[Location identification entries]
^^^^^^^^

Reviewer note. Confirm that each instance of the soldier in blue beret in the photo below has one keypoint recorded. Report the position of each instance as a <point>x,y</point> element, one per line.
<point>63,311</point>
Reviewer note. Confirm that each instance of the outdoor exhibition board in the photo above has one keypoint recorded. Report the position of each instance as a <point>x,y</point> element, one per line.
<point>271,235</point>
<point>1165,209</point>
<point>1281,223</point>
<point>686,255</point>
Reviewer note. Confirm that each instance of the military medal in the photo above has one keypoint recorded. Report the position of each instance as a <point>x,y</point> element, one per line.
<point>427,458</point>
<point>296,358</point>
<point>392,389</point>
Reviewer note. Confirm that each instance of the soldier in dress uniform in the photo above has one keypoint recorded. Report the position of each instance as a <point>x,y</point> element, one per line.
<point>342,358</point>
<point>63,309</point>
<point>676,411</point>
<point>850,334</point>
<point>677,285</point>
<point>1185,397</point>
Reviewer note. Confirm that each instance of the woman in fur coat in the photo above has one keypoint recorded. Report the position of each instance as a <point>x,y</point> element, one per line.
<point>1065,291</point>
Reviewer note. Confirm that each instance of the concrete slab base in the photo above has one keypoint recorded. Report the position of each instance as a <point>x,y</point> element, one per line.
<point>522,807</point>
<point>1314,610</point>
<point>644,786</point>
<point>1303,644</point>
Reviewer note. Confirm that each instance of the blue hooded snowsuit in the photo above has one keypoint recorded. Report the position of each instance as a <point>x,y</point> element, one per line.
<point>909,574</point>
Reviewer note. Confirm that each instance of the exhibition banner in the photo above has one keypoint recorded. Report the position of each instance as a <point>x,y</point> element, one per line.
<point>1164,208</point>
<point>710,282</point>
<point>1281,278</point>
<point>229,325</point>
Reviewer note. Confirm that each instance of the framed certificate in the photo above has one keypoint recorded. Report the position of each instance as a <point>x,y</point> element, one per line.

^^^^^^^^

Can you turn all the material above into a numbered list, leaving out any blank lines?

1. Reviewer note. Confirm that each instance of the soldier in blue beret in the photo below has one keypoint recorded. Report the position of each instance as a <point>x,y</point> element, one per line.
2. <point>63,311</point>
3. Reviewer note. Confirm that each instance of the outdoor exhibition board in the photo above has one keypoint recorded. Report the position of each instance as a <point>x,y</point> element, one per line.
4. <point>271,235</point>
5. <point>1165,209</point>
6. <point>1281,223</point>
7. <point>686,255</point>
8. Reviewer note. Confirm that each instance of the military medal in the photo above has one keypoint recorded. Report the position of each instance as a <point>x,y</point> element, one per line.
9. <point>427,458</point>
10. <point>296,358</point>
11. <point>392,389</point>
12. Reviewer note. Confirm that each instance of the soldier in dress uniform in the photo above has one keypoint recorded. Report the position of each instance as a <point>x,y</point> element, one per line.
13. <point>342,358</point>
14. <point>63,309</point>
15. <point>676,411</point>
16. <point>850,334</point>
17. <point>677,285</point>
18. <point>1185,397</point>
19. Reviewer note. Confirm that each instance of the woman in fur coat in the photo above has one keypoint recorded. Report the position of each instance as a <point>x,y</point> element, one per line.
20. <point>1065,291</point>
21. Reviewer note. Confirm that each instance of the concrete slab base in the photo above has one keypoint recorded. Report the position of each instance as a <point>x,y</point> element, one per line.
22. <point>522,807</point>
23. <point>1314,610</point>
24. <point>644,786</point>
25. <point>1303,644</point>
26. Reviewer note. Confirm that each instance of the blue hooded snowsuit in the photo above has one keypoint recorded. Report the position of each instance as a <point>x,y</point> element, one per line.
27. <point>909,574</point>
28. Reviewer note. Confirm that each instance of the exhibition banner in the photo above has one keypoint recorded. Report the position of each instance as a <point>x,y</point> element, one per line.
29. <point>1164,208</point>
30. <point>710,282</point>
31. <point>1281,278</point>
32. <point>229,325</point>
33. Reviewer note. Confirm that each instance of the framed certificate in the photo above has one keypoint recorded. Report the position of each instance as a <point>x,y</point> element, one per line.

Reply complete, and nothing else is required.